Text:
Re: [PATCH v1 2/2] kexec: Introduce kexec_reboot_disabled

2022-11-28 Thread Steven Rostedt
On Thu, 24 Nov 2022 16:01:15 +0100
Philipp Rudo  wrote:

> No, I think the implementation is fine. I'm currently only struggling
> to understand what problem kexec_reboot_disabled solves that cannot be
> solved by kexec_load_disabled.

Hi Philipp,

Thanks for working with us on this.

Let me try to explain our use case. We want kexec/kdump enabled, but we
really do not want kexec used for any other purpose. We must have the kexec
kernel loaded at boot up and not afterward.

Your recommendation of:

  kexec -p dump_kernel
  echo 1 > /proc/sys/kernel/kexec_load_disabled

can work, and we will probably add it. But we are taking the paranoid
approach, and what I learned in security 101 ;-) and that is, only open up
the minimal attack surface as possible.

Yes, it's highly unlikely that the above would crash. But as with most
security vulnerabilities, it's not going to be an attacker that creates a
new gadget here, but probably another script in the future that causes this
to be delayed or something, and a new window of opportunity will arise for
an attacker. Maybe, that new window only works for non panic kernels. Yes,
this is a contrived scenario, but the work vs risk is very low in adding
this feature.

Short task 1:
In the records below, list everything from the line containing "[locate] camera operator" down to the line containing "Target: camera operator" as a numbered list, leaving out blank lines.

Data to use:
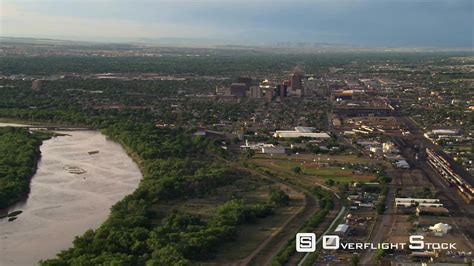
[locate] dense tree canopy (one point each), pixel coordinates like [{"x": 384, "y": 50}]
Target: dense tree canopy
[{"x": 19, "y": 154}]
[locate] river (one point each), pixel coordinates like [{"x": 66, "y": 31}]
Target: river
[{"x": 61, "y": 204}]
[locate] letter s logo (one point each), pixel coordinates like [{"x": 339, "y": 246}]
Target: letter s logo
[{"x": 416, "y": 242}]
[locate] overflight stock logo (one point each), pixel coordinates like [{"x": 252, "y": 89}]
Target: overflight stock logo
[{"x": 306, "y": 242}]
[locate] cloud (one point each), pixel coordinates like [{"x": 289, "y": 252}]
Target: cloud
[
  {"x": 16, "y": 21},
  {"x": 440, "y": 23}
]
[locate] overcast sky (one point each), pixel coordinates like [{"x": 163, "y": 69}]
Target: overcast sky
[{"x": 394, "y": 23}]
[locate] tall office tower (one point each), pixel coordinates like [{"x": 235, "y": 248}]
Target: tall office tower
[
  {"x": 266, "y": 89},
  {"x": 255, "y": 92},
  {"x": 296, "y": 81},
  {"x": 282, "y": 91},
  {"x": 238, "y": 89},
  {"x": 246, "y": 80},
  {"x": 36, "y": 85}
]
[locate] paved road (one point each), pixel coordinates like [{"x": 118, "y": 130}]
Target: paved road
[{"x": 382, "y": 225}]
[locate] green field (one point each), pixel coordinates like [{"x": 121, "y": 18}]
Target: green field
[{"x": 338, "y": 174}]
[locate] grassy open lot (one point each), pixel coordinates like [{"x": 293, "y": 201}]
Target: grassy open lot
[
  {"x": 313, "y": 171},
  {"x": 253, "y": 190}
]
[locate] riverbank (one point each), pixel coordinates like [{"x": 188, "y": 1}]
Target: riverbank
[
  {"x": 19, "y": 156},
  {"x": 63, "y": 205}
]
==
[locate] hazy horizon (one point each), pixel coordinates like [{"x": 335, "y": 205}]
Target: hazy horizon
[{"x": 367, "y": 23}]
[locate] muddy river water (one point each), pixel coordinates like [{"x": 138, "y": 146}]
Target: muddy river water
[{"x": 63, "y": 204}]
--
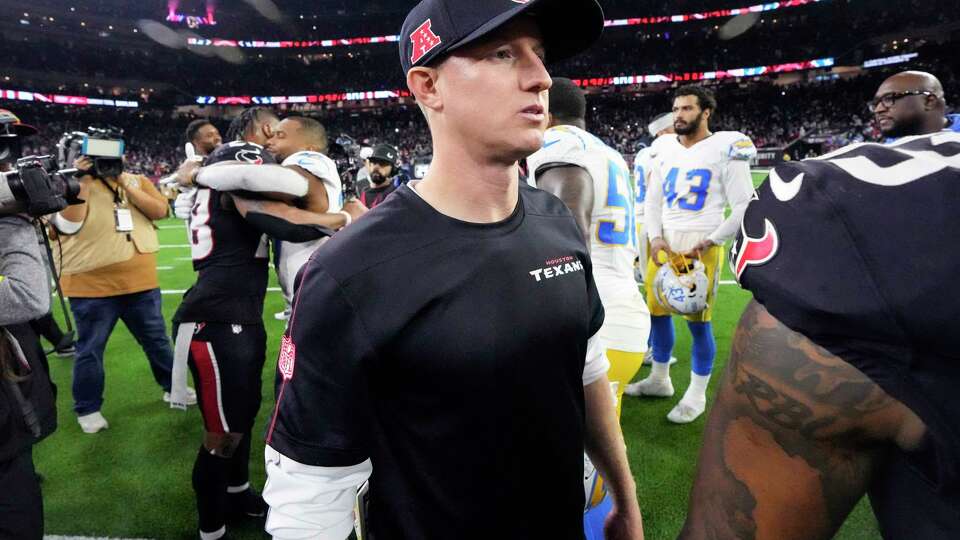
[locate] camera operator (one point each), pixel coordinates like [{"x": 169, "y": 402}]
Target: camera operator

Short task 2:
According to the kexec email, what must be loaded at boot up and not afterward?

Task output 1:
1. [locate] camera operator (one point each), pixel coordinates like [{"x": 169, "y": 402}]
2. Target: camera operator

Task output 2:
The kexec kernel.